Please Help me, I 'm a beginner in the bash scripting .
At the company we work in Linux environment.
Because of our job nature, we are daily modifying file at path etc/hosts, and currently hosts file has 80+ lines.
Most of these hosts have the same name but different IP addresses, and depending on which system are we connecting, inside the hosts file we comment all the other lines that we do not need at this point.
Therefore I am trying to make a script that will automatically comment/comment out lines by some keyword in hosts file.

It looks something like this:


127.0.0.1 localhost
127.0.1.1 admin-pc

# TELECOM1
10.1.x.x xxx.provision.lan
10.1.x.x xxx.dhcp.lan
192.1.x.x xxx.dhcp.out

# TELECOM2
10.2.x.x xxx.provision.lan
10.2.x.x xxx.dhcp.lan
192.2.x.x xxx.dhcp.out

# TELECOM3
10.3.x.x xxx.provision.lan
10.3.x.x xxx.dhcp.lan
192.3.x.x xxx.dhcp.out

# TELECOM4
10.5.x.x xxx.provision.lan
10.5.x.x xxx.dhcp.lan
192.5.x.x xxx.dhcp.out

# TELECOM5
10.8.x.x xxx.provision.lan
10.8.x.x xxx.dhcp.lan
192.8.x.x xxx.dhcp.out


So if we want to connect to lets say TELECOM5 we are comment all other lines so it looks like this:


127.0.0.1 localhost
127.0.1.1 admin-pc

# TELECOM1
#10.1.x.x xxx.provision.lan
#10.1.x.x xxx.dhcp.lan
#192.1.x.x xxx.dhcp.out

# TELECOM2
#10.2.x.x xxx.provision.lan
#10.2.x.x xxx.dhcp.lan
#192.2.x.x xxx.dhcp.out

# TELECOM3
#10.3.x.x xxx.provision.lan
#10.3.x.x xxx.dhcp.lan
#192.3.x.x xxx.dhcp.out

# TELECOM4
#10.5.x.x xxx.provision.lan
#10.5.x.x xxx.dhcp.lan
#192.5.x.x xxx.dhcp.out

# TELECOM5
10.8.x.x xxx.provision.lan
10.8.x.x xxx.dhcp.lan
192.8.x.x xxx.dhcp.out



The idea is to write a script that wil do that in most simple way possible.
So lets say the script is called comment.sh and we want to comment everything execept TELECOM5 so we call script in this manner:

./comment.sh TELECOM5


Is that possible? Can you give me an advice how to do this?

Currently I have several hosts file (grouped by telecom names) and I have script that cp and overwrite original hosts file with other (but this is ugly solution).

Material:
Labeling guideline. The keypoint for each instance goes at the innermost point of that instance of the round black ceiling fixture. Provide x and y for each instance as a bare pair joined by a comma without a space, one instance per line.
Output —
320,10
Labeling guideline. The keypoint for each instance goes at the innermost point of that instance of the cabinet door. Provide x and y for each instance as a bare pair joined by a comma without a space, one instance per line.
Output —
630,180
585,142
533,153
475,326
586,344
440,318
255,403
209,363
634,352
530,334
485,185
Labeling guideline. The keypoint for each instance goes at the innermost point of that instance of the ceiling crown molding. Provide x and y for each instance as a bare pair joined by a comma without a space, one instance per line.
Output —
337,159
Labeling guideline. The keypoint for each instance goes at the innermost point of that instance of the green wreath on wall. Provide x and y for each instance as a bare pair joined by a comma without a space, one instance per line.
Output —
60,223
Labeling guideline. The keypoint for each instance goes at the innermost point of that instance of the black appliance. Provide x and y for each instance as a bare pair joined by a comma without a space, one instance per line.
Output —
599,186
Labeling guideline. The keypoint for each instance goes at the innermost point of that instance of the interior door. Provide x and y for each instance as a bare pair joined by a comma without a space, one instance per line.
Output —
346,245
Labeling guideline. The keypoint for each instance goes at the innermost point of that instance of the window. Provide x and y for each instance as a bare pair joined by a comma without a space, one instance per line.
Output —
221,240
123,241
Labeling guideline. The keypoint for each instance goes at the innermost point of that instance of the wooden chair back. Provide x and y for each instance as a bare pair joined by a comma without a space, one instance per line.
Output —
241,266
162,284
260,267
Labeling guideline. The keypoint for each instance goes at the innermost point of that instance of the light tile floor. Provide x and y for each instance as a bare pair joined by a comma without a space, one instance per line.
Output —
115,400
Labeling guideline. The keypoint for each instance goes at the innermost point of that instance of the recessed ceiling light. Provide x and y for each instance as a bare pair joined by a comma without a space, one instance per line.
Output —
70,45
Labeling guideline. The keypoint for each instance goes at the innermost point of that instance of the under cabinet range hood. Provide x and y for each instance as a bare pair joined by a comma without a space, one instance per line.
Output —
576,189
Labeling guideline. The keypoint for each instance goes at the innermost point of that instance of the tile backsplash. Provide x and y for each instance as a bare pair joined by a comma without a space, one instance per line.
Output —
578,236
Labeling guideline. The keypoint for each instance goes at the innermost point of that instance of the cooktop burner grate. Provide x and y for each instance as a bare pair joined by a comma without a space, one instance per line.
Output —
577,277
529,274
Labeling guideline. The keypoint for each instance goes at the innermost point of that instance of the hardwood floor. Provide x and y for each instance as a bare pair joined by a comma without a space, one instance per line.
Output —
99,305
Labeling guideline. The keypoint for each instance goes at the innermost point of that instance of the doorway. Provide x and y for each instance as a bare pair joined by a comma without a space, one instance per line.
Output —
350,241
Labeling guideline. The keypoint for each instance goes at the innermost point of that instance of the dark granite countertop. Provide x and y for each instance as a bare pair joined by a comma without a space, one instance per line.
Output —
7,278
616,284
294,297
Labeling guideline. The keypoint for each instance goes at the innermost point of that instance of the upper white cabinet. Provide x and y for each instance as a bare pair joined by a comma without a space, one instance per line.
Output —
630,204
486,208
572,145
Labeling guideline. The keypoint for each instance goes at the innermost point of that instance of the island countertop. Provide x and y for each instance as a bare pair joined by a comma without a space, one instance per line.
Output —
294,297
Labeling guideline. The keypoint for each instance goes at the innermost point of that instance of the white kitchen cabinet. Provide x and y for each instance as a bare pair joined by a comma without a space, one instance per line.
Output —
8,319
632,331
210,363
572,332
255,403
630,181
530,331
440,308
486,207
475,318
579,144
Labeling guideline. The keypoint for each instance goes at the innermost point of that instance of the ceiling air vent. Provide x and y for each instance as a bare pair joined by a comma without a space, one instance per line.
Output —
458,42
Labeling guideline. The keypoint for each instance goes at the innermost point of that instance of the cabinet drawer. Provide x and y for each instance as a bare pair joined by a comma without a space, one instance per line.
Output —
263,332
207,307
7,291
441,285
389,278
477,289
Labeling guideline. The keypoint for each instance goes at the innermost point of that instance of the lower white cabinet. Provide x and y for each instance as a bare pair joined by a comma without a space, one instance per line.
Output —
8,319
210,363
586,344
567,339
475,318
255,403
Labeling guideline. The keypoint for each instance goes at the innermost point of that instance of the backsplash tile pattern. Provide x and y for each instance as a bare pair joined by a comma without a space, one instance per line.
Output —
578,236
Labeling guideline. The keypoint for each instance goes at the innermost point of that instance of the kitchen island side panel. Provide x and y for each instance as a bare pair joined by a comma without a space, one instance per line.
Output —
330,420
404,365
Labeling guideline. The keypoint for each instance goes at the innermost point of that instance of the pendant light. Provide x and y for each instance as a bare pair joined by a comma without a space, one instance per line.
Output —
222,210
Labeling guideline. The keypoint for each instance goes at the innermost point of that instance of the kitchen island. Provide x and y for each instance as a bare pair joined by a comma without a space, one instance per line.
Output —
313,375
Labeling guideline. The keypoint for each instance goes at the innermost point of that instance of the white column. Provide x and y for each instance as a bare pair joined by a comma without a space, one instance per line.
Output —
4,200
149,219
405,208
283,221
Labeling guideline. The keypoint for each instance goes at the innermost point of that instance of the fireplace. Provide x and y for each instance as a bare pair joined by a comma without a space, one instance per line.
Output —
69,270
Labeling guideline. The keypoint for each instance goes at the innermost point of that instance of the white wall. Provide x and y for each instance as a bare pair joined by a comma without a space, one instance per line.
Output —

Problem statement:
In the hosts-file post, how many lines does the hosts file currently contain?

Full response:
More than 80 lines.